Air pollution is a complex mixture of particles. Sources of air pollution include both solid and liquid particles suspended in the air (known as Particulate Matter), various gases (such as ozone, nitrogen dioxide, and carbon monoxide), and biological molecules. [1] 

Although largely in Canada we are able to enjoy clean air, some significant examples of air pollutant sources include vehicle emissions, industrial emissions (for example, sawmills, pulp and paper mills), in addition to smoke produced from indoor and outdoor burning. [2] 

Two components of air pollution that pose a significant risk to health include Particulate Matter and Ground Level Ozone. [3]

Particulate Matter

Particulate matter (PM) is a general term for a mix of solid and liquid particles suspended in air. 

The impact of climate change on PM is less understood than ozone, but one notable source of PM is from wildfire smoke. [4]

PM2.5 penetrates deep in the lungs, in addition to being able to enter the bloodstream – resulting in primarily cardiovascular and respiratory impacts. [5]

PM is considered to be the air pollutant of greatest concern in B.C. [6]

Ozone

High levels/ chronic exposure to ground level (or tropospheric) ozone is responsible for adverse health effects, such as premature mortality, and a variety of morbidity effects. [7] 

In Canada, average ground level ozone levels have increased by 10% between the years 1990-2010 (although peak ozone levels are declining). [8] 

Warm temperatures catalyze the production of ozone, and the warming effects of climate change will likely function to further increase levels of ground level ozone. [9] 

“Air pollution is a threat to health in all countries, but it hits people in low- and middle-income countries the hardest.”

—WHO Director-General, Dr Tedros Adhanom Ghebreyesus.

GLOBAL SCALE

Air pollution is considered to be the largest environmental risk to health on a global scale, [10] far exceeding others, such as lack of clean water and sanitation. Disparities are highlighted, with lower-income countries facing higher PM2.5 levels. It was responsible for 8.7% of global deaths in 2017, primarily due to its contribution to respiratory and cardiovascular mortality and mortality. [11]

In 2020, 23% of COPD deaths, 12% of ischemic heart disease deaths, and 12% of stroke deaths were attributable to daily exposure to household air pollution. This was also responsible for 44% of pneumonia deaths in children less than 5 years old, [12]

IN CANADA

In comparison to the rest of the world, Canada has one of the lowest fine particle air pollution exposure levels, but its effects are not insignificant.

** Referring expression grounding data **
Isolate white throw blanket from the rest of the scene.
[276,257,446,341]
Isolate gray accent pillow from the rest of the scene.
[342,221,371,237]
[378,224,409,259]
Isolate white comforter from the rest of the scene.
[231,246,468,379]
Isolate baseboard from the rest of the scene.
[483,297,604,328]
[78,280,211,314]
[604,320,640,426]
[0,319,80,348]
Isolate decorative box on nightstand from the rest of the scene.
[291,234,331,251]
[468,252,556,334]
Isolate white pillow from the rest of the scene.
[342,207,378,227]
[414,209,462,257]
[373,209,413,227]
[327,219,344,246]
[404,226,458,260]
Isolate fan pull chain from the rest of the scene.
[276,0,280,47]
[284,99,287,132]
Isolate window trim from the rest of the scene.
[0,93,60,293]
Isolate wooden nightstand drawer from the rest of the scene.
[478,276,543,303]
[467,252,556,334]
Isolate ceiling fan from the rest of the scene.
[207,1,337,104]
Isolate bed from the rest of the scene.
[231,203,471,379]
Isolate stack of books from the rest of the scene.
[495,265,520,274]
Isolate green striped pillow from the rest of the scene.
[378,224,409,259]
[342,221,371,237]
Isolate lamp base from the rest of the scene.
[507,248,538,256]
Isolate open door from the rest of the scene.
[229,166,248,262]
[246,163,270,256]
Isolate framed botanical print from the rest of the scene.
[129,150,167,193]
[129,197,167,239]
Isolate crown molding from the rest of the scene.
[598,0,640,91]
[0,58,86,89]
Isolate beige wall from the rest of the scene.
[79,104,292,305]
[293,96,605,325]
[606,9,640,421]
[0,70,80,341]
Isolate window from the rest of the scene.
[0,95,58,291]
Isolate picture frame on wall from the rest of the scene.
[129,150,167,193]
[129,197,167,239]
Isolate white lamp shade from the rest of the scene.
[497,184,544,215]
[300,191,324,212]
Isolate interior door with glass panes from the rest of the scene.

** Activities **
1. Do these statements agree with the text on air pollution? Answer yes or no for each, and quote the words from the text that settle it. (a) Wildfire smoke is a notable source of particulate matter. (b) Peak ozone levels in Canada have been increasing. (c) Particulate matter is considered the air pollutant of greatest concern in B.C.
2. Continue the text on air pollution from where it stops, keeping its tone and subject.

** Response list **
1.
(a) Yes: "one notable source of PM is from wildfire smoke"
(b) No: "(although peak ozone levels are declining)"
(c) Yes: "PM is considered to be the air pollutant of greatest concern in B.C."

2.
Air pollution is associated with approximately 15,300 premature Canadian deaths per year, with 1,900 in British Columbia. [13,14]

The cost of health impacts attributable to air pollution is $120 billion, approximately 6% of Canada’s GDP in 2016. [15]

In one of the largest analyses to date, ambient air pollution exposure was associated with decreased lung function and increased COPD prevalence. This association was stronger in those with lower incomes. This was further confirmed by a 2019 study, finding that ambient air pollution in Canada was associated with lower lung function, with 27% of participants living in Vancouver, BC. [16,17].

ADDRESSING MODIFIABLE RISK FACTORS & PREVENTING ADVERSE HEALTH OUTCOMES

Educate patients about the health effects of air pollution.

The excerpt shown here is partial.